>> start Extracted records

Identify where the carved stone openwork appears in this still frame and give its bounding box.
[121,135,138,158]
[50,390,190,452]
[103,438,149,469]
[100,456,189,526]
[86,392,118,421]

>> end Extracted records

> _Problem requirements_
Convert each line of the records above into a JSON list of strings, with one string per line and no entries for blank lines.

> _Response for this exercise_
[
  "Identify where the carved stone openwork appears in this still frame and give its bounding box.",
  "[121,135,138,158]",
  "[50,390,190,452]",
  "[103,438,149,469]",
  "[100,456,189,526]",
  "[86,392,118,421]"
]